(TASK PROMPT)
Reproduce everything in the passage about Stonewall from "The history of" down to "cobblestones at cops..", copying it word for word.

Now and then I will talk to some of the young people, and ask them
what they know about the real Stonewall. Almost all the young ones,
under 30 at least, seem ignorant and indifferent. This shocked me, it is
as if a young black American did not know who Martin Luther King was,
or worse did not care. But then I realized; this event is not taught in
the schools, not even in college classes, unless you go and look for
this history on your own in an electvie class. It surely is not required
knowledge, like knowing about Hitler and the Holocaust, or about our
Civil War..
The history of the LGT struggle for civil rights has then generally been forgotten, even by those it affects personally..
It is as if the world that gays and lesbians had to live in before
1970 has been swept under the rug of history. No one wants to tell this
story, and when it is told, it devolves to being a story about men in
high heels in New York outside a bar, throwing cobblestones at cops..
There is a lot more to it than that. I read Stonewall by
Martin Duberman when it came out in 1994, and have recommended it ever
since to my customers. This book is a LGT view of the late 1960's, early
1970's, and the real history of the gay right's movement back to the
1930's. The struggle for civil rights for the LGT community was a long
and difficult one, and it took more than one riot to change things...but
it took a riot, it seems, to get ordinary people, the average Joe and
Jane who was LGT, to look up and notice that they were strong, and could
say 'no' to being called foul names, harassed, arrested, and beaten. .

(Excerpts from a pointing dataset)

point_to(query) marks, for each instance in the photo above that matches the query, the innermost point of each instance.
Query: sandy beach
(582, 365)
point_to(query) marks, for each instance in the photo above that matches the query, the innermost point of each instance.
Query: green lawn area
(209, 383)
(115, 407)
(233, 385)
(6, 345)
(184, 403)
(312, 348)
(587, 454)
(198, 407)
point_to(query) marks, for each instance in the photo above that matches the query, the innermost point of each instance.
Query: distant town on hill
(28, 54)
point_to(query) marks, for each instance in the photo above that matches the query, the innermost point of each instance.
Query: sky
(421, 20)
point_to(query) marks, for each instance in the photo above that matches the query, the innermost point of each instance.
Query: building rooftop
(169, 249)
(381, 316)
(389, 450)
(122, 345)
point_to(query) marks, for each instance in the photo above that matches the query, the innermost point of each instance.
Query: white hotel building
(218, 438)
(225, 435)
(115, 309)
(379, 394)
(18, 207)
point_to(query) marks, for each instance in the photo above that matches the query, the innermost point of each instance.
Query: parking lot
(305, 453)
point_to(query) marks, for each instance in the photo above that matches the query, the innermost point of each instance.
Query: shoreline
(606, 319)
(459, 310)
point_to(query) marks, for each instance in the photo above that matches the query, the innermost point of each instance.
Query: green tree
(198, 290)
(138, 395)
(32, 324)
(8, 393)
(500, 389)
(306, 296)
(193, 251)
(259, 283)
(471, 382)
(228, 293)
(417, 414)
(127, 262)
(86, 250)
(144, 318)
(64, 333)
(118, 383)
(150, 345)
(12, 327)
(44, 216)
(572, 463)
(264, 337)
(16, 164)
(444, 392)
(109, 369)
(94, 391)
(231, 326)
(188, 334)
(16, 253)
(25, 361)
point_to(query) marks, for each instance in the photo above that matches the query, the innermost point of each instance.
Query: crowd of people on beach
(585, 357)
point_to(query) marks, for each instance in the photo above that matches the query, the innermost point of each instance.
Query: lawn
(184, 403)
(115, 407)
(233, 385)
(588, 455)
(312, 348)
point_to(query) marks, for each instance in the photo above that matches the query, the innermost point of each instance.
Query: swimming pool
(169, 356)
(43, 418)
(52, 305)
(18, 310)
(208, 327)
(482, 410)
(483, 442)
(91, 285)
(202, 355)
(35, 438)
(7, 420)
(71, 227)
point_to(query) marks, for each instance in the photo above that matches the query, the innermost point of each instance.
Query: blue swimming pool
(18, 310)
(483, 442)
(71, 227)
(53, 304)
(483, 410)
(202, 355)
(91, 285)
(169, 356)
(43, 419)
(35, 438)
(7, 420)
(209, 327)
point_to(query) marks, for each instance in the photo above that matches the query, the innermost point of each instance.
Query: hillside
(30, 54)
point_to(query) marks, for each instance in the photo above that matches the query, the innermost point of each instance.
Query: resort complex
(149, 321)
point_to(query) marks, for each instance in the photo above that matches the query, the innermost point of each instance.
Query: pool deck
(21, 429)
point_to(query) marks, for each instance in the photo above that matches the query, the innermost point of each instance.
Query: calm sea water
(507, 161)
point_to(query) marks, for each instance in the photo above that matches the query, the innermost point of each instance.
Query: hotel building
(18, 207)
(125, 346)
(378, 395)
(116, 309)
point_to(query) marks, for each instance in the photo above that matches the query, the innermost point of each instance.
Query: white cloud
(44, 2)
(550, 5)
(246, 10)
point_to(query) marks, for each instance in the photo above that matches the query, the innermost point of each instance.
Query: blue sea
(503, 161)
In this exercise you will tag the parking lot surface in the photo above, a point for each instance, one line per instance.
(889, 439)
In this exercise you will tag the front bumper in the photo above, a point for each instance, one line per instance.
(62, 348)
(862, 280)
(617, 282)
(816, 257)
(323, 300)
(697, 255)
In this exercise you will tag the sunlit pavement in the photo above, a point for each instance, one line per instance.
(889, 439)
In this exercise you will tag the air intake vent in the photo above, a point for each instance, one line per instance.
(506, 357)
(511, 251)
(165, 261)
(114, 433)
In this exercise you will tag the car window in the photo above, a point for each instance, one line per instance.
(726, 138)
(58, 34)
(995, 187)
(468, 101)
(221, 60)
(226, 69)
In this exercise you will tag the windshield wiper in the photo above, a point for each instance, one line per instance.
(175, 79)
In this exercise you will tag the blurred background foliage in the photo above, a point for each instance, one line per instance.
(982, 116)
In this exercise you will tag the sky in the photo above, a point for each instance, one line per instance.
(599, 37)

...

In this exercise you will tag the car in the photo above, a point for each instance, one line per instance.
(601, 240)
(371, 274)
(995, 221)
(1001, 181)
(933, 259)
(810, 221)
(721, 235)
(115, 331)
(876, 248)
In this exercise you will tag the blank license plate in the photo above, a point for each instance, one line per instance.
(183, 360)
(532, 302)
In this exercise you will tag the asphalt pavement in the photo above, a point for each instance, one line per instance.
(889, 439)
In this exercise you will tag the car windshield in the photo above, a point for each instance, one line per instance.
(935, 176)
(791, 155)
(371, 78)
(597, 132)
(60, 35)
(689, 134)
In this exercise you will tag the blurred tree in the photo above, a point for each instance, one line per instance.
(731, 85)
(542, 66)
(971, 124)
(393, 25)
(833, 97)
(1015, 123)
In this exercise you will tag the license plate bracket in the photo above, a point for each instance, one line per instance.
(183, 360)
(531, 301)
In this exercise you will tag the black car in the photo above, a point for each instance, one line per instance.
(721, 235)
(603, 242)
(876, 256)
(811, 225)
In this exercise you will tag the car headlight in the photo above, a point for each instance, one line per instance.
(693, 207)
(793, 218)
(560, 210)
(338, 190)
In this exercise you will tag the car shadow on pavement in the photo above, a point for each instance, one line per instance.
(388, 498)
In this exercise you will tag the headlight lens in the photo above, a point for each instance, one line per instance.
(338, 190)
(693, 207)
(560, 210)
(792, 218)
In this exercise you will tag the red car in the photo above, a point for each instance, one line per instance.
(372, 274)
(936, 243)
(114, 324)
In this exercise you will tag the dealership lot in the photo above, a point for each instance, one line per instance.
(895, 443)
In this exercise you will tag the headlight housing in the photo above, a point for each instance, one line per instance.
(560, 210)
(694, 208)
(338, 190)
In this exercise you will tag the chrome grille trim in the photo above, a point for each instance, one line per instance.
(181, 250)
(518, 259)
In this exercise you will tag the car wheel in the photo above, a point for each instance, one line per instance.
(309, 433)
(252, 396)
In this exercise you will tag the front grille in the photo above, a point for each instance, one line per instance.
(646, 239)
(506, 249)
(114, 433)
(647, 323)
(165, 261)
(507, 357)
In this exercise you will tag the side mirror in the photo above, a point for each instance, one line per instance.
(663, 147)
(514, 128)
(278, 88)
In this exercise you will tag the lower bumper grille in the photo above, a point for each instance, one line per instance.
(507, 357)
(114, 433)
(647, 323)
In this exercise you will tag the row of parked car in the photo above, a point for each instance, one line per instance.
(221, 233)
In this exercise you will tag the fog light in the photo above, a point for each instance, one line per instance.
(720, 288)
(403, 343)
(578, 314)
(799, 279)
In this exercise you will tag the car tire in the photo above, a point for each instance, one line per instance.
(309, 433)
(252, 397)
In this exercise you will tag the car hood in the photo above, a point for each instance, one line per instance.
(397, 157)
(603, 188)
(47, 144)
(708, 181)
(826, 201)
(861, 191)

* * *

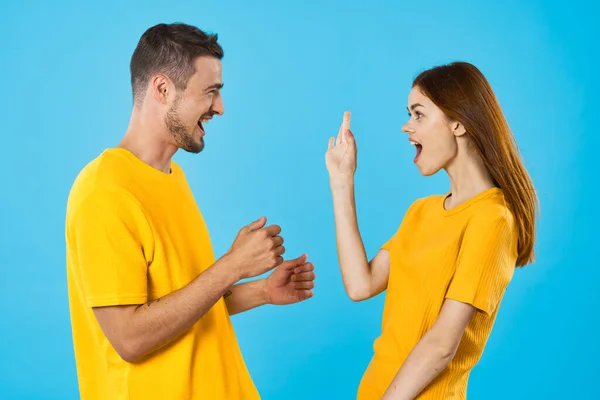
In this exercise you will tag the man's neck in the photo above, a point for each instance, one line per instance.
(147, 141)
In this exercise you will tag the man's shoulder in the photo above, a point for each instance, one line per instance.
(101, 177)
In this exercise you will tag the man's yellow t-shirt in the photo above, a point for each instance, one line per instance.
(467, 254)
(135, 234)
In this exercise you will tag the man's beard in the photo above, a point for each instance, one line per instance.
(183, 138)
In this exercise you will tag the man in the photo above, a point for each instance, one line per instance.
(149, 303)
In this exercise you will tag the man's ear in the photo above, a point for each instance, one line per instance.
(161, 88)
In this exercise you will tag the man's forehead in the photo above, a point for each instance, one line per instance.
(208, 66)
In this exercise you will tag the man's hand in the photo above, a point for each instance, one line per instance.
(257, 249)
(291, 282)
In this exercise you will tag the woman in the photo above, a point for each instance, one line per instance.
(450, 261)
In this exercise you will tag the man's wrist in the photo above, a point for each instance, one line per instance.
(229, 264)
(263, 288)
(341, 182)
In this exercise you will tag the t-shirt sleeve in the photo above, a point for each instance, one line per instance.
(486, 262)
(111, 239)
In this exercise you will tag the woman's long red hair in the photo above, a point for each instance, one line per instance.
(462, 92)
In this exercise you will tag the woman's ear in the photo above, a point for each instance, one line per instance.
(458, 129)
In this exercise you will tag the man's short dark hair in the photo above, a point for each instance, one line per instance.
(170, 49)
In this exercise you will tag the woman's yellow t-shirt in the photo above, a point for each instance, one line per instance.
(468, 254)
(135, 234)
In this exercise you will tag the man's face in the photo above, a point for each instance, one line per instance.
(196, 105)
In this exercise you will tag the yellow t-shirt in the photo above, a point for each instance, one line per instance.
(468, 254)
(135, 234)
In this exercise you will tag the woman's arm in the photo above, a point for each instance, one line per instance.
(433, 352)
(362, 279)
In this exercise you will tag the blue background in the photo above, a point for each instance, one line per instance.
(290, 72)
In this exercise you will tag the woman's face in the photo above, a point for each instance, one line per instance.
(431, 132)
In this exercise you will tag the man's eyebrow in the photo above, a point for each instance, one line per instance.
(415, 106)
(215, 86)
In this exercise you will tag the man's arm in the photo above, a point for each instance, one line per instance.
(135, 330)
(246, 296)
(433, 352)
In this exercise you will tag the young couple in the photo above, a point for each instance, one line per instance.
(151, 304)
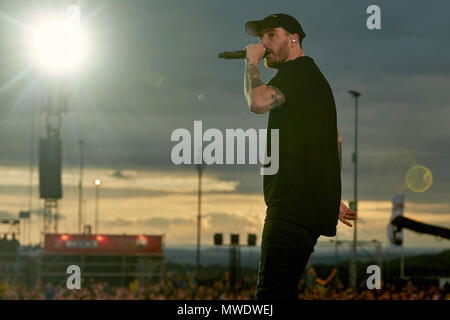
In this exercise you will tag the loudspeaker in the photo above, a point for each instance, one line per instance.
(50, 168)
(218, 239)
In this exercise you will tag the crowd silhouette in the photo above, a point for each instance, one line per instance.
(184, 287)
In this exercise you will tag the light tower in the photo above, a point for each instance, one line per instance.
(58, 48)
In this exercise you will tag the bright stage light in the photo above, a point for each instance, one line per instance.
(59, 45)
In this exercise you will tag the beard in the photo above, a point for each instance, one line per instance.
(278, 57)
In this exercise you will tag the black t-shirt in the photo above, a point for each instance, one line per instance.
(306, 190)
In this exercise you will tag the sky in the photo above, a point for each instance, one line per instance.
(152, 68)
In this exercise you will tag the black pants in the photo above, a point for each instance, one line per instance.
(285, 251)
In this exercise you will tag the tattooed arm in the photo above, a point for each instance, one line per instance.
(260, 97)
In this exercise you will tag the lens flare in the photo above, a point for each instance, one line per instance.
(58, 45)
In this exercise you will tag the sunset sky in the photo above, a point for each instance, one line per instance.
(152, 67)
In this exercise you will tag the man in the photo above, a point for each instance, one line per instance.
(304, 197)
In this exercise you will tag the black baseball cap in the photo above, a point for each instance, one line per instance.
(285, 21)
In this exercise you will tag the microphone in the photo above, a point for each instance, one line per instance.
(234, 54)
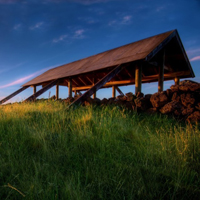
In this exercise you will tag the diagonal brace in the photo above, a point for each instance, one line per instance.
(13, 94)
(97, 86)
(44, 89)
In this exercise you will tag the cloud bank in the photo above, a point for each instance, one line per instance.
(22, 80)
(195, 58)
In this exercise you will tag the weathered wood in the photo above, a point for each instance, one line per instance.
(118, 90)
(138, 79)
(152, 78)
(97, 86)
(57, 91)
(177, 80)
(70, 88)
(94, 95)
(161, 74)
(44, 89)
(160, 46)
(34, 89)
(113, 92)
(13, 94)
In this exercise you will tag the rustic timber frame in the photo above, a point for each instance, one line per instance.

(IN RESPONSE)
The history of the LGT struggle for civil rights has then generally been forgotten, even by those it affects personally..
It is as if the world that gays and lesbians had to live in before
1970 has been swept under the rug of history. No one wants to tell this
story, and when it is told, it devolves to being a story about men in
high heels in New York outside a bar, throwing cobblestones at cops..